So this will be a multi-part assembly journal focusing on the highlights of constructing each area. Once the table debuts in the Cool Mini Or Not booth at Gencon, I'll put up some photos of the finished diorama.
Part 1: The District of Hammers
As with every large display, a wooden frame is constructed for the base. Atop that, insulation foam is layered to create the landscape.
The foam is sanded to form a smooth gradient. You can see the outline of the Hammer fortress at the back of the table. The rectangular area on the left is the base of the University clock tower. But we'll get to that in a bit...
First, the Hammer fortress. Layers of insulation foam are stacked to form the building shapes and the surface is textured with a stone pattern. Here you can see the main structure with the smaller buildings that will be set atop it.
The windows are cut out during the stone texturing process. To protect the foam, it's coated with a layer of wood glue. The doors are then glued in place, and the metal rail is made by attaching styrene strips to a sheet of foam core.

Excerpts of pointing data
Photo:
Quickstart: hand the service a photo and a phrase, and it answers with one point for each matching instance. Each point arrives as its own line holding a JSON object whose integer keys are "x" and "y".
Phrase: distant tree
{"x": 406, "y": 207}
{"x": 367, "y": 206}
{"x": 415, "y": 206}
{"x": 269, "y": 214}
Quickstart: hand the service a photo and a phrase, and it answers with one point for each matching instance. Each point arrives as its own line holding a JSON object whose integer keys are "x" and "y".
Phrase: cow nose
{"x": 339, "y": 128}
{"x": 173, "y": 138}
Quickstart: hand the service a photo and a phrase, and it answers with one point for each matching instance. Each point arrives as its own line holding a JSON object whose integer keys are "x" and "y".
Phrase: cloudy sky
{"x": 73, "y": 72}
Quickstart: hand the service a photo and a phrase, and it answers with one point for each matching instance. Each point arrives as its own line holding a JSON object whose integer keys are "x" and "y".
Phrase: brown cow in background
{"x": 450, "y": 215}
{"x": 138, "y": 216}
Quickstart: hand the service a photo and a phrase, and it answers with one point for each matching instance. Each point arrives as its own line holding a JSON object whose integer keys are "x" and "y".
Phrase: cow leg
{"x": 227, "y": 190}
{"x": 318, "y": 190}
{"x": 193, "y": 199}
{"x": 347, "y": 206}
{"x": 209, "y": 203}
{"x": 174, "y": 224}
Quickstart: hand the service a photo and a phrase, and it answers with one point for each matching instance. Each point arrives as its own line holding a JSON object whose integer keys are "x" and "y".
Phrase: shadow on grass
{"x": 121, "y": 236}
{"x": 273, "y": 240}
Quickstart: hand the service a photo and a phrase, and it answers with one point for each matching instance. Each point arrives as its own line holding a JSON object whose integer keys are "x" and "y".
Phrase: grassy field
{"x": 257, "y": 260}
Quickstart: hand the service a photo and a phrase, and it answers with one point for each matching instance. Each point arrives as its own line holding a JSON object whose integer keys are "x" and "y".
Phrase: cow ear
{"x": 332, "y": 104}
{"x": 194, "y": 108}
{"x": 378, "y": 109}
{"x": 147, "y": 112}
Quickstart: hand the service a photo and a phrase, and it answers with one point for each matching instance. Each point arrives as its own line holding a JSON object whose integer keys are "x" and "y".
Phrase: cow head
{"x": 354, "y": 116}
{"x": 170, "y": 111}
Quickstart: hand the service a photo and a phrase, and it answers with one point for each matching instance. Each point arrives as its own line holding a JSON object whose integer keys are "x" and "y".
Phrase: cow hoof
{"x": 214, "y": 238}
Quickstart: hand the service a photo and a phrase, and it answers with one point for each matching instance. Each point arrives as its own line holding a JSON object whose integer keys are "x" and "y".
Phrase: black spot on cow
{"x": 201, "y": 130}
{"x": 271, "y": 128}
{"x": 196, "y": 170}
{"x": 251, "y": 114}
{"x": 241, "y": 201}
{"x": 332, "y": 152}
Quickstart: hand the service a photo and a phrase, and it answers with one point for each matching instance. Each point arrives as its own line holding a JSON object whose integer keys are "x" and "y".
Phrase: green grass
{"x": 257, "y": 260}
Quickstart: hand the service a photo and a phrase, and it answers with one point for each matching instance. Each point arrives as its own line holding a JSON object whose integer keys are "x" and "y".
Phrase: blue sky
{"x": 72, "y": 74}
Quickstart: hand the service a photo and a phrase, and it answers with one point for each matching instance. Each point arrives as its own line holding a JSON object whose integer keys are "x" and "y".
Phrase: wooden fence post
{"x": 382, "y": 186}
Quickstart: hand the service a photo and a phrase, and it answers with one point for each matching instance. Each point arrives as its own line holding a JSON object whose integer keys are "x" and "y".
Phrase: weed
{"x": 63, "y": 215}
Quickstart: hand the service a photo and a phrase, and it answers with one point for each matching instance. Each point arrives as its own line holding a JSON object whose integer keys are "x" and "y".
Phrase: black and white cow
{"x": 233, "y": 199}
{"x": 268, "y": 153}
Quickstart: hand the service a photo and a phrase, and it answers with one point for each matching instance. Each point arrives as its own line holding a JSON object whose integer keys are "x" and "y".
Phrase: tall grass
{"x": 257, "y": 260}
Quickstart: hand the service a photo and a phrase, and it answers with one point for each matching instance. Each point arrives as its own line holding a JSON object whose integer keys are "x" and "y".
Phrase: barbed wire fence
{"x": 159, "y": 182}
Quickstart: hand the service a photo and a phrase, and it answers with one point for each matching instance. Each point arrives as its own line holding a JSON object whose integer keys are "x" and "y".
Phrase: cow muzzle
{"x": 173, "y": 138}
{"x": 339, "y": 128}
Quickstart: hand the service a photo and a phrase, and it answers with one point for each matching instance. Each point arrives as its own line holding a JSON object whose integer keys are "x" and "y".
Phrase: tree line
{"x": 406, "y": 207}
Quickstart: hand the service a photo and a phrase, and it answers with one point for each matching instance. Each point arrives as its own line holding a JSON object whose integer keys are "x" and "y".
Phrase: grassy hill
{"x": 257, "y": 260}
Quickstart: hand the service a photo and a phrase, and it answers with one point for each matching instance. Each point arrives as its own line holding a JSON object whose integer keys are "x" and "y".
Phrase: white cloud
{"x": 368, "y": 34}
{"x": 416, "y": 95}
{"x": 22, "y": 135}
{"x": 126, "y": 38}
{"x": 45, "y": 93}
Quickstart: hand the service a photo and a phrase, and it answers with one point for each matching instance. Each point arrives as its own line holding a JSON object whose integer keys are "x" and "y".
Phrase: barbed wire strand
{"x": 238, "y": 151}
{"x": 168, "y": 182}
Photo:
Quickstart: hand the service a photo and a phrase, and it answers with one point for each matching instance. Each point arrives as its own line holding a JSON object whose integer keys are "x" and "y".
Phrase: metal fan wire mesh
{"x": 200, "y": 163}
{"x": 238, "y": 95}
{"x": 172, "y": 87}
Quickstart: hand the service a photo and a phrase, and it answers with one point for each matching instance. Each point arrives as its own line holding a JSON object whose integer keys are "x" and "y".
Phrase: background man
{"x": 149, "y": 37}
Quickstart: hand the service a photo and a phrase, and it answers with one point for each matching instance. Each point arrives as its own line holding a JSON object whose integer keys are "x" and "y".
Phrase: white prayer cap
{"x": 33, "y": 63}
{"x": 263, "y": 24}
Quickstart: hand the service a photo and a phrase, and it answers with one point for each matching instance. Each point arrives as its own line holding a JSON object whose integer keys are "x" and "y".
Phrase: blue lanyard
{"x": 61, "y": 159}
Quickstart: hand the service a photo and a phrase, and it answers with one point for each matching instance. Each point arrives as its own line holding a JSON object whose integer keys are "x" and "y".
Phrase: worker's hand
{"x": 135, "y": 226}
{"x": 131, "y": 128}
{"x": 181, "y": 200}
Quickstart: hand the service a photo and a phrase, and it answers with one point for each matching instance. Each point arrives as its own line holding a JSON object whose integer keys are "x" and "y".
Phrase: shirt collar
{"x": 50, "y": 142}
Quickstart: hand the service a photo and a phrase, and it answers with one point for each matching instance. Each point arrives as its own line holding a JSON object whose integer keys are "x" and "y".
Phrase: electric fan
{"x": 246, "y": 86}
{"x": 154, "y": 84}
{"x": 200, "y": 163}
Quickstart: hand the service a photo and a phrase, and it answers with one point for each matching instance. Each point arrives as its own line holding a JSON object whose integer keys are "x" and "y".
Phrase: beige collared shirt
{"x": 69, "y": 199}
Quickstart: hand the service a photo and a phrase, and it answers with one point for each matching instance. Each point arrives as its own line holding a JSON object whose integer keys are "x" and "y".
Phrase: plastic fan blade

(What is asked) Carry on the diorama assembly journal, picking up right after its last sentence.

(Task result)
The balcony is textured with cardboard chits and sand to create stone flooring.
The roofs of the buildings get a covering of styrene sheets, punched with rivets. L-strips frame out the edges.
At the base of the fortress is a moat. The shape is cut out and the front edge is roughed up with a wire brush. The back is textured to match the stonework of the fortress. Then the surface of the water is made by smoothing wood filler putty into the recess.
There is a bit of a waterfall and stream as the water flows down the slope and off the edge of the table. Finally, sand mixed with glue is painted in lines to simulate ripples in the water.
Here is the District of Hammers fortress, nearly finished. It only needs a few final details, like a drawbridge, barbed wire, flags, and some roof shingles, most of which will be added during the painting process.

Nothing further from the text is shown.